— What the exercise asks —
Lines from the entries below that hold "surface" form the answer; copy all of them.

Referring expression pointing data
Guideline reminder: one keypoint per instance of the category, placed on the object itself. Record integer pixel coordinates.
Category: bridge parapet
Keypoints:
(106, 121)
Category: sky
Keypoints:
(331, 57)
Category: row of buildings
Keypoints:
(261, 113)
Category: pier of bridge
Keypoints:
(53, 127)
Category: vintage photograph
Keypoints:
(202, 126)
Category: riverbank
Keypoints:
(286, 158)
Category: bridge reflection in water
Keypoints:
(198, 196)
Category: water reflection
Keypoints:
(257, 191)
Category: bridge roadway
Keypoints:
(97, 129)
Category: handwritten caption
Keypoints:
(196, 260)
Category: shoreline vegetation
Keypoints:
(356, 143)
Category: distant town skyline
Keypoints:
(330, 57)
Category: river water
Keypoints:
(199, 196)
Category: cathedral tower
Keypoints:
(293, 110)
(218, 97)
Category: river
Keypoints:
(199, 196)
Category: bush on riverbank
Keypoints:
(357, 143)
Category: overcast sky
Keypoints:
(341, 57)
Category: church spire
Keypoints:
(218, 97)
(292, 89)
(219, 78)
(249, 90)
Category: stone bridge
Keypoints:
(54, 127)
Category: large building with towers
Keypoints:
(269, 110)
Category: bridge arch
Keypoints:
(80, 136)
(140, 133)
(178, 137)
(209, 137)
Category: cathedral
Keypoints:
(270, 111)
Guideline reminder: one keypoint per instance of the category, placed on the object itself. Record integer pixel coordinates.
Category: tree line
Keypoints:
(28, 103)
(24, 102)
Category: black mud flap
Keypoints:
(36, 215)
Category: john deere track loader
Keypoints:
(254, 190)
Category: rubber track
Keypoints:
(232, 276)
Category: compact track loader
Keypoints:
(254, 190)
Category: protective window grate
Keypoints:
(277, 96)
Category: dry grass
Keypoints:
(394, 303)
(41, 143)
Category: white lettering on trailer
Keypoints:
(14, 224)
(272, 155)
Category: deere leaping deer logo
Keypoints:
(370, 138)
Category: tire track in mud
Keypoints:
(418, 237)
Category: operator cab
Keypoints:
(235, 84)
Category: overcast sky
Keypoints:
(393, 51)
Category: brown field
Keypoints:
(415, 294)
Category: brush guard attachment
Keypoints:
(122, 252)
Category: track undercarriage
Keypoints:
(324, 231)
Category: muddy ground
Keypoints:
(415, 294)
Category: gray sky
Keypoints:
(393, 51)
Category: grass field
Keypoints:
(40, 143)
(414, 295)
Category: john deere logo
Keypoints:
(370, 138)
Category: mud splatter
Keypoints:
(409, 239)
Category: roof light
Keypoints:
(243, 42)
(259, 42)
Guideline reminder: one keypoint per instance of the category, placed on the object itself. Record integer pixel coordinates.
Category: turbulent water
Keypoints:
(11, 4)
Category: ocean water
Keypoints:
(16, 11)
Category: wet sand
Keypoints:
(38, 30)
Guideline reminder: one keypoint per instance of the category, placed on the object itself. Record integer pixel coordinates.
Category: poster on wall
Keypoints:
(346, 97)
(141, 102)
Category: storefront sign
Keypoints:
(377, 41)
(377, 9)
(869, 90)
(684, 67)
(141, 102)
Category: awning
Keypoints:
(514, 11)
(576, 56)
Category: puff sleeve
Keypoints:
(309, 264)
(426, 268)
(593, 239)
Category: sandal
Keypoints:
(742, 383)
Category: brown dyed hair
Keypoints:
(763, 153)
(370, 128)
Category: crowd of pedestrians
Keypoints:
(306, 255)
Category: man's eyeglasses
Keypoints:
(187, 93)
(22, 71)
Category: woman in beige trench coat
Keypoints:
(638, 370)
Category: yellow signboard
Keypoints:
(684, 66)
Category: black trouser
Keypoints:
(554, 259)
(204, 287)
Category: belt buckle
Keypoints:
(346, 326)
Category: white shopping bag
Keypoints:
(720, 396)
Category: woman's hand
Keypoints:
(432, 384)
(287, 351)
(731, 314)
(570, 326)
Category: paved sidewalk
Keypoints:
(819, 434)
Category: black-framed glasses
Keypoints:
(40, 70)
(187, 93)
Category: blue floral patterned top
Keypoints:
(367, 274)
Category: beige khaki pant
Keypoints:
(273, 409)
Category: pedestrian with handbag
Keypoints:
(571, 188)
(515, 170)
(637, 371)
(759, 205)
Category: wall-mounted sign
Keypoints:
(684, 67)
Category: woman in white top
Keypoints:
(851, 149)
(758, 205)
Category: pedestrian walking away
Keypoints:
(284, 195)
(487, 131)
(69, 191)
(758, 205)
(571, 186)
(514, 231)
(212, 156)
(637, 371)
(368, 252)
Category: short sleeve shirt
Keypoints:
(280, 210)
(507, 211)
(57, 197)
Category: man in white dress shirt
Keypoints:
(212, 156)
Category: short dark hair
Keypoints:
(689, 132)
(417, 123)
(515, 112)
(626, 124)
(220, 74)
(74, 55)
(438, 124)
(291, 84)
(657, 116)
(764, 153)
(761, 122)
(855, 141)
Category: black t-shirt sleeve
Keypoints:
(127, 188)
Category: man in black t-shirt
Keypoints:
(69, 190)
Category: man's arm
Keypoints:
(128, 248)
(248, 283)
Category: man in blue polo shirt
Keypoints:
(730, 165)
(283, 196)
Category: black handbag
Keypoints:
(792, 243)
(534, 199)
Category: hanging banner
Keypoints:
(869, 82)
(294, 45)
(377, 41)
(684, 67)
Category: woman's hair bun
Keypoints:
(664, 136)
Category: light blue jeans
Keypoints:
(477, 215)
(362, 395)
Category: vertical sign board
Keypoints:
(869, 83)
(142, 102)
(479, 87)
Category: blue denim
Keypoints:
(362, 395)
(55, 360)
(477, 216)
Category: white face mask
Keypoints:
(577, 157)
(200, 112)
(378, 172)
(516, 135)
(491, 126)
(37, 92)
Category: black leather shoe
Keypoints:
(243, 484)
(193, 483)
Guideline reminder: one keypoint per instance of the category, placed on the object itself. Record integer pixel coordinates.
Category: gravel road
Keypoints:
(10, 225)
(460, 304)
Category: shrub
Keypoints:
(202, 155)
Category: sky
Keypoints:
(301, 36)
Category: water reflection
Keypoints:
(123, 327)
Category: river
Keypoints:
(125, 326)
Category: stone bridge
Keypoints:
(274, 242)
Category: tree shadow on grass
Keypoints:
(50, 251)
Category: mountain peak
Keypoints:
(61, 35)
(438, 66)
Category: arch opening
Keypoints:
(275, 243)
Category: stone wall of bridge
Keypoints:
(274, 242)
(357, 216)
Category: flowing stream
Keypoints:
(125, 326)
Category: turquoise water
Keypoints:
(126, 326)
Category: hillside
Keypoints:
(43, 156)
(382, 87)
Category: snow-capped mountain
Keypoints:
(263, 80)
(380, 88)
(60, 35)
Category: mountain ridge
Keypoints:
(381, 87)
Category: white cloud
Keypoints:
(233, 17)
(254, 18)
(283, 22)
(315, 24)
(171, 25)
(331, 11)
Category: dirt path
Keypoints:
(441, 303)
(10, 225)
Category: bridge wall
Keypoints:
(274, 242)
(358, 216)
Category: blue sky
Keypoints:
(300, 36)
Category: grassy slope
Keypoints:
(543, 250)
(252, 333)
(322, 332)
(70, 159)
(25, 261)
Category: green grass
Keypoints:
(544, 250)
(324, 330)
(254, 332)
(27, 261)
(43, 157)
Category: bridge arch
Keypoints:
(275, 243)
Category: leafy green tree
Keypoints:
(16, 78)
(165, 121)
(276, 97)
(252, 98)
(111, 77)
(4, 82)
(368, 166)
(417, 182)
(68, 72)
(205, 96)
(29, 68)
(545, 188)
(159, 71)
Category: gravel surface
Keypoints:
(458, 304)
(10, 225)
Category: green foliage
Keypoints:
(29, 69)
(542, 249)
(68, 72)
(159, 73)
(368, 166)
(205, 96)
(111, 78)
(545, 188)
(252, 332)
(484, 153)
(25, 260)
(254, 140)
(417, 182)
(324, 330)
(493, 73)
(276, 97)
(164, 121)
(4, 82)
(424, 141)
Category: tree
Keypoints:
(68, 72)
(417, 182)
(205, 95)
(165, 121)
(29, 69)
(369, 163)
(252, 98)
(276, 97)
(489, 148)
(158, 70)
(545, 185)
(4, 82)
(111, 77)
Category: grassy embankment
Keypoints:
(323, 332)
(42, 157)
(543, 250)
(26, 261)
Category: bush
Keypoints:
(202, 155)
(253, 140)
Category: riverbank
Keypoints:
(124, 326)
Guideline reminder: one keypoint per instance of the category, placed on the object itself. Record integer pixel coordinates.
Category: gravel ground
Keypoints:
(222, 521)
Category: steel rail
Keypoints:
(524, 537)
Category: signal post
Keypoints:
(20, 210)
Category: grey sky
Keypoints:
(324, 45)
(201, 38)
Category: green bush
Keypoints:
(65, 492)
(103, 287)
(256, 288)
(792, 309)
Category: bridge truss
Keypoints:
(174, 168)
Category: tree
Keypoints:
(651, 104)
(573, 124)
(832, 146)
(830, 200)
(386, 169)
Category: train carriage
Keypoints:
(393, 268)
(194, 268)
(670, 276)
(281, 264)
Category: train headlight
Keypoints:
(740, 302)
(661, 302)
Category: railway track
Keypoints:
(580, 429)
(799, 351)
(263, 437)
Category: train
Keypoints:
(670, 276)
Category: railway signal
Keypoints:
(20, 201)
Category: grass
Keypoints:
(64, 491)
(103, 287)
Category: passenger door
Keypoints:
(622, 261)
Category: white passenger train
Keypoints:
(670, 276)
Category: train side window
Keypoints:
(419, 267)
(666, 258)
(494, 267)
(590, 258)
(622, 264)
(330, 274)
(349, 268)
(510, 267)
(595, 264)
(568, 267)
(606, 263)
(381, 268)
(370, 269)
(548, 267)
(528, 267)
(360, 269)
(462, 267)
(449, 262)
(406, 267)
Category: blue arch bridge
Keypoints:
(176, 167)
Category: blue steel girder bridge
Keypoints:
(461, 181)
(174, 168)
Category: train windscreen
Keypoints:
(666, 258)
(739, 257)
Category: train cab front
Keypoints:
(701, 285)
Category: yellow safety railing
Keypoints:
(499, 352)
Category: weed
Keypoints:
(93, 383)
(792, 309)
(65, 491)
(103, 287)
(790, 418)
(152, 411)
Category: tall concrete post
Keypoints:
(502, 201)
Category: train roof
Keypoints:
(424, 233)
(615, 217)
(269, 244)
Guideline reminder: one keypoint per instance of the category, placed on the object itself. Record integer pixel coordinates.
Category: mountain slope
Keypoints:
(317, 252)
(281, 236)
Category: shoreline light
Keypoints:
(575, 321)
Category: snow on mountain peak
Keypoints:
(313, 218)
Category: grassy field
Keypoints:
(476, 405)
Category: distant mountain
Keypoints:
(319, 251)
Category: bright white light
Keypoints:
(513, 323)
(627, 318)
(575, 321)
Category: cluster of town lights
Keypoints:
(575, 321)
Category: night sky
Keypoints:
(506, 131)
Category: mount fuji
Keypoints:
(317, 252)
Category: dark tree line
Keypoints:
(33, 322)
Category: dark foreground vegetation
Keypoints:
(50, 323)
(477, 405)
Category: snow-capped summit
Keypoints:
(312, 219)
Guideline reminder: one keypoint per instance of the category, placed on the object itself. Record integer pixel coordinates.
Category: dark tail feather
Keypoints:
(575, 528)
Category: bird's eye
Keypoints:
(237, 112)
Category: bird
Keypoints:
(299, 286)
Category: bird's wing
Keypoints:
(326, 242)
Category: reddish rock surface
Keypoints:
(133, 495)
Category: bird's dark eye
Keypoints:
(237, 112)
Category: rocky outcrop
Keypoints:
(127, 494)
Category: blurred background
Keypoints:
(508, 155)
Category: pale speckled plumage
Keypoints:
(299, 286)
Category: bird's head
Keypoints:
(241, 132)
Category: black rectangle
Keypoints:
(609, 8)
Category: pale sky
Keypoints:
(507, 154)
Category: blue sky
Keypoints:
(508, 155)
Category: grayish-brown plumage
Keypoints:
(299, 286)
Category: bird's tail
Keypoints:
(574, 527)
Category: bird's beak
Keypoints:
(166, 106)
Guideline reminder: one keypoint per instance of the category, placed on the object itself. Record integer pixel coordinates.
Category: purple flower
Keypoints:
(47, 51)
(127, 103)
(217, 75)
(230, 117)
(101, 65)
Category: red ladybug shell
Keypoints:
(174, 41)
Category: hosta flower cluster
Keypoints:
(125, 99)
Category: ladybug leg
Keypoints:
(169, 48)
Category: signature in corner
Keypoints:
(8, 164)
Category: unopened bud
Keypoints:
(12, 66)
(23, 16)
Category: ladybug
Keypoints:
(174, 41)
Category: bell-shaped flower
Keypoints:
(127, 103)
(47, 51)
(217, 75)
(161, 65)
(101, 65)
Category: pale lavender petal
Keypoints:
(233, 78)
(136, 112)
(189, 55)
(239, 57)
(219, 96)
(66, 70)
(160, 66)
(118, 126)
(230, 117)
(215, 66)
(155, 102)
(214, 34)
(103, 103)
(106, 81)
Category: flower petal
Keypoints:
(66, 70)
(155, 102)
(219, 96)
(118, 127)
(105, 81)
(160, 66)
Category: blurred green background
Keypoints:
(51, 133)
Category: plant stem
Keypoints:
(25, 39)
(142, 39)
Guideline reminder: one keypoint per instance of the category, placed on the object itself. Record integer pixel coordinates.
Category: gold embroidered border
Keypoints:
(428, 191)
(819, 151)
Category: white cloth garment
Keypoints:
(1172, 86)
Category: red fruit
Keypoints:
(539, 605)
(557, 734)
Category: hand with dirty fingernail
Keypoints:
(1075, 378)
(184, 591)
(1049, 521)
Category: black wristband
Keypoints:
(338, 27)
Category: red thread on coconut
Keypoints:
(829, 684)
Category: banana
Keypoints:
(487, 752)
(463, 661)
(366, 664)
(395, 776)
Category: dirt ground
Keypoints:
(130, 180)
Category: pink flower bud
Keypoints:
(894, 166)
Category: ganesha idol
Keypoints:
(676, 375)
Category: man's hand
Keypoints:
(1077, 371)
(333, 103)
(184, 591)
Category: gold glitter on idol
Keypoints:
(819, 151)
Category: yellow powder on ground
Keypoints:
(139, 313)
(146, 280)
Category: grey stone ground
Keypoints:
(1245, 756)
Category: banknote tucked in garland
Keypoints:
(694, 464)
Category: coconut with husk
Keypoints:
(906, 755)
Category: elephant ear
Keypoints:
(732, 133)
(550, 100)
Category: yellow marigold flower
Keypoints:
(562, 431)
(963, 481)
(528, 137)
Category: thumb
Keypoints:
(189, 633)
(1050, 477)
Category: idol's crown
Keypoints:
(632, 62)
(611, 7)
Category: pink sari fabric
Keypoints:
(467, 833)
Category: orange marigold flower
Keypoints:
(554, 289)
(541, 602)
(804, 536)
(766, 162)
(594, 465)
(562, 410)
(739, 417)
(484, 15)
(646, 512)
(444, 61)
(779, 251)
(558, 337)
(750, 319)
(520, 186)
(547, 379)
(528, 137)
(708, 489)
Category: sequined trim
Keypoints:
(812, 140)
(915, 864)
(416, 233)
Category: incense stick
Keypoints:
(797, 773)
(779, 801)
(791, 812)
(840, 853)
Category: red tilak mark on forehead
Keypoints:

— Answer box —
Category: gravel surface
Category: reddish rock surface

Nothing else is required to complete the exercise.